WHAT IS NEEDED: Rescale the lines below and write them all out again, requests included. Multiply every coordinate in the answers by 0.55 and round each to a whole number, with halves rounded up.
*** RECORDED DATA ***
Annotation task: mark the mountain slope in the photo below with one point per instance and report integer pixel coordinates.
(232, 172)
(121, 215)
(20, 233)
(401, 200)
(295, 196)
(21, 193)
***
RESPONSE TO THIS TASK:
Annotation task: mark the mountain slope in the photo below with one point per instance and report integer pixel coordinates.
(128, 95)
(67, 118)
(11, 128)
(221, 110)
(162, 108)
(12, 106)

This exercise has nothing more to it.